Dataset content START

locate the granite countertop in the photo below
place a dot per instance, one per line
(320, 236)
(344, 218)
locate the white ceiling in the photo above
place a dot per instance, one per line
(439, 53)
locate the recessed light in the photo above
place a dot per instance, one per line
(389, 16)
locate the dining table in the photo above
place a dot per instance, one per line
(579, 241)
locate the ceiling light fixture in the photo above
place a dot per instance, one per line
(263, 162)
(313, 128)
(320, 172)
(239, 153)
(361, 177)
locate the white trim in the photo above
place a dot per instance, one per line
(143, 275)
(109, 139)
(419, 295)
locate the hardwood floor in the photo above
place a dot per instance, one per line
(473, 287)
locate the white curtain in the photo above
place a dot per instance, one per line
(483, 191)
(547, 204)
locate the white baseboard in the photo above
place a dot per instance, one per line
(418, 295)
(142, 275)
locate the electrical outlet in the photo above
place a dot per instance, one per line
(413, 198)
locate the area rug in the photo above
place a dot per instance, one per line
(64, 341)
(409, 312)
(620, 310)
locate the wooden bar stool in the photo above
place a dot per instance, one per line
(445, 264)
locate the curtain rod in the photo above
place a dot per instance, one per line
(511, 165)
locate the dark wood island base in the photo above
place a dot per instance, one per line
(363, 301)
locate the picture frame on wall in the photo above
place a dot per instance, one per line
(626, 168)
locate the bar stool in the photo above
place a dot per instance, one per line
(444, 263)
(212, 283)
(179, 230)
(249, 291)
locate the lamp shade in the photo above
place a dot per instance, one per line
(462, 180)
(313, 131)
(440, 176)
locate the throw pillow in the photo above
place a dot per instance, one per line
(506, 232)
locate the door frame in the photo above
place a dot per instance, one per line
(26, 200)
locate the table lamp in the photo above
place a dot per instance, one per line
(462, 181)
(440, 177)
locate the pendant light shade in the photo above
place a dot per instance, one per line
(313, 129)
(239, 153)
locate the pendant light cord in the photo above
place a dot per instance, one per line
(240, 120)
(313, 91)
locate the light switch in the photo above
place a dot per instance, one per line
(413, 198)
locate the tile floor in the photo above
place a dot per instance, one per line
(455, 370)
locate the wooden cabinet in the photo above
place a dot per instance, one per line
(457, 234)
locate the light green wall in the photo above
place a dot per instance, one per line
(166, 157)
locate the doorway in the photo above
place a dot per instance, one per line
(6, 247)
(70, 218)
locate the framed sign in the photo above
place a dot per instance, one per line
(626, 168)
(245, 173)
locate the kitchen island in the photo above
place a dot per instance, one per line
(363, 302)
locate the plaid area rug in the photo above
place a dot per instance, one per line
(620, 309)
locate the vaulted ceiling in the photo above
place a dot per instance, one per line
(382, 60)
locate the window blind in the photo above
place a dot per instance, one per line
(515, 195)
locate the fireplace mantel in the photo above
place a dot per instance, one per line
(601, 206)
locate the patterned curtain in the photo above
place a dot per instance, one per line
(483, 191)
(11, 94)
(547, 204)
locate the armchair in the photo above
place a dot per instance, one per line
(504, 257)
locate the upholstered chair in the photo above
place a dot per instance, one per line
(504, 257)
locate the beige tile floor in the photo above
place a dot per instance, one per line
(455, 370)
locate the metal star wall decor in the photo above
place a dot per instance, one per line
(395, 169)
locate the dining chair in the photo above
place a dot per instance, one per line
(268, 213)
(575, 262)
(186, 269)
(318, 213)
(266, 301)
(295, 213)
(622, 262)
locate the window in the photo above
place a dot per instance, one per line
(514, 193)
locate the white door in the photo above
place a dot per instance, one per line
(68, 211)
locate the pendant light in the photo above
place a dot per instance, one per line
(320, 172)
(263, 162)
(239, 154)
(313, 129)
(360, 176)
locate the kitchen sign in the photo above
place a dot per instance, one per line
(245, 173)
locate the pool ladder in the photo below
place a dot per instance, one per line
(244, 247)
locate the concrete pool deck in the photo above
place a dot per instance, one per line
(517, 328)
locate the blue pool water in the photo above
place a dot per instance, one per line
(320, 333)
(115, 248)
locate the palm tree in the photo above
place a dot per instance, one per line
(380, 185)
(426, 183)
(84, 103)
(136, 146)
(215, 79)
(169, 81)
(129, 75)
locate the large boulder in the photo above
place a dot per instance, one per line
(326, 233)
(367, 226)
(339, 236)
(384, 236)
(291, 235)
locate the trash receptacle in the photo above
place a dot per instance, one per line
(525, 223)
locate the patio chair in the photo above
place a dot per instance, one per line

Dataset content END

- **Task prompt**
The lines holding the word "white" are the answer. Find them in the entries and copy them.

- **Your solution**
locate the white ceiling in the photo above
locate the white trim in the photo above
locate the white curtain in the photo above
locate the white baseboard in the photo above
locate the white door in the photo above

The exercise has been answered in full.